**Task to carry out:**
Would you retype each of the records exactly as shown?

**Provided records:**

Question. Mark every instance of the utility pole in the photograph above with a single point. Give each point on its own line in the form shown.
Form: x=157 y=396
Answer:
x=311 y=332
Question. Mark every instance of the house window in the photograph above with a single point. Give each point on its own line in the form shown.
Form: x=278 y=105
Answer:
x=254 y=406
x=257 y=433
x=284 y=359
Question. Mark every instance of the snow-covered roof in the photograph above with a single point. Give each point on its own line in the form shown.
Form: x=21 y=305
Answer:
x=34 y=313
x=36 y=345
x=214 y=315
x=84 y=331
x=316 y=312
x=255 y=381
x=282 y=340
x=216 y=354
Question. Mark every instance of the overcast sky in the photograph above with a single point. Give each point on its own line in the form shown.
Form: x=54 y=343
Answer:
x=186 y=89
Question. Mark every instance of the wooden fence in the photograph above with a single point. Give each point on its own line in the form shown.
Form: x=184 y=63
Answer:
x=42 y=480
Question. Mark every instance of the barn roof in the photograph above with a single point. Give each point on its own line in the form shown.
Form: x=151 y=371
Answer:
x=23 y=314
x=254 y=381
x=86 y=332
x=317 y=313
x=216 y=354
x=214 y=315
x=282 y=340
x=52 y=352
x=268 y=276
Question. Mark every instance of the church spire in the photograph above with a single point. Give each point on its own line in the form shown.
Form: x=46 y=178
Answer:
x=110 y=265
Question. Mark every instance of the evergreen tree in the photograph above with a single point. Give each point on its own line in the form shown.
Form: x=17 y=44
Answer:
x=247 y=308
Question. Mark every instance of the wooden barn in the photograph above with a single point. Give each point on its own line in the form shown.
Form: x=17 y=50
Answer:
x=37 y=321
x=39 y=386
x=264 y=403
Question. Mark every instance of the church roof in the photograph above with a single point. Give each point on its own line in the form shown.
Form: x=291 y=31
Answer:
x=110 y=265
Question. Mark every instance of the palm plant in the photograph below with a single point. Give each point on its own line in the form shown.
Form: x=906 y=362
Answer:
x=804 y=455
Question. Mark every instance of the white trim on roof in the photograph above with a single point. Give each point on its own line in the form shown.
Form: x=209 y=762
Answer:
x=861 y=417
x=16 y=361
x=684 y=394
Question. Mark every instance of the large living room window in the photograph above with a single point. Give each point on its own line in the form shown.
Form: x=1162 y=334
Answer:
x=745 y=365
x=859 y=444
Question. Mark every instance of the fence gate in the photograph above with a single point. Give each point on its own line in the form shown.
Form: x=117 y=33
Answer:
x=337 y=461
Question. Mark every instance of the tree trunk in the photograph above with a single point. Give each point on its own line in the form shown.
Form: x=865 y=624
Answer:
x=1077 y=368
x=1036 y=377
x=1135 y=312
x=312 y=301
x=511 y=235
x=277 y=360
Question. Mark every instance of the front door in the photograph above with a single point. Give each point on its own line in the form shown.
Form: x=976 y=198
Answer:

**Exercise output:**
Question. Mark every instance of the utility pole in the photograph above with a single point. Give each point on its own line in the form shown.
Form: x=157 y=396
Answer:
x=311 y=332
Question. Mark every instance of the house window in the photograph above with a single point. Give each point on its own line in the form shown.
Form: x=278 y=105
Answer:
x=254 y=406
x=257 y=433
x=284 y=359
Question. Mark every instance of the snow-covered roof in the photograph above with a single point. Give each point on its own line in the form shown.
Form: x=21 y=305
Answer:
x=34 y=313
x=36 y=345
x=214 y=315
x=84 y=331
x=316 y=312
x=255 y=381
x=282 y=340
x=216 y=354
Question. Mark every instance of the overcast sky in the photograph above with a single point. Give each point on its own line in the form shown.
Form: x=54 y=343
Answer:
x=186 y=89
Question. Mark every instance of the wooden fence in the photograph above with a single point. Give each point on its own line in the form shown.
Form: x=184 y=63
Answer:
x=42 y=480
Question. Mark every instance of the barn roof in the photograph above with a single point. Give each point on its own line in the form shown.
Form: x=151 y=371
Answer:
x=23 y=314
x=254 y=381
x=86 y=332
x=317 y=313
x=216 y=354
x=214 y=315
x=282 y=340
x=52 y=352
x=268 y=276
Question. Mark every instance of the church spire in the photograph above with a single point. Give each point on its own line in the form shown.
Form: x=46 y=178
Answer:
x=110 y=265
Question. Mark every instance of the evergreen tree in the photograph above with a single point. Give each point on its own line in the form shown.
Form: x=17 y=44
Answer:
x=247 y=308
Question. Mark every instance of the wooden barn in the photograph above with a single point. Give each point on its own line in the form shown.
Form: x=17 y=50
Answer:
x=37 y=321
x=39 y=386
x=264 y=403
Question. Mark every instance of the church roof in the photograph above with a single point. Give each point on its own line in the form shown.
Form: x=291 y=31
Answer:
x=110 y=265
Question. Mark every instance of the palm plant in the photograph below with a single point. Give each point on its own line in the form shown.
Form: x=906 y=362
Answer:
x=804 y=455
Question. Mark every instance of the white trim on roof in the photograph above with a single point. Give each point on its own line in the form shown.
Form: x=209 y=762
Answer:
x=861 y=417
x=16 y=361
x=684 y=394
Question. Mark every instance of the large living room window in the photograph above with a single point. Give each point on its own line in the form shown.
Form: x=1162 y=334
Answer:
x=745 y=365
x=859 y=444
Question. Mark every instance of the fence gate in the photograph above with a single point. Give each point on its own line in the form shown.
Form: x=117 y=33
Answer:
x=337 y=461
Question. Mark every instance of the tree trunk in the photograph above with a single point. Give each point on its own line in the form shown.
Form: x=865 y=624
Answer:
x=1077 y=368
x=1036 y=377
x=1135 y=312
x=312 y=301
x=511 y=235
x=277 y=360
Question. Mark every instance of the front door in the photograph above with a single point. Give each point on its own line in the form shown.
Form: x=976 y=198
Answer:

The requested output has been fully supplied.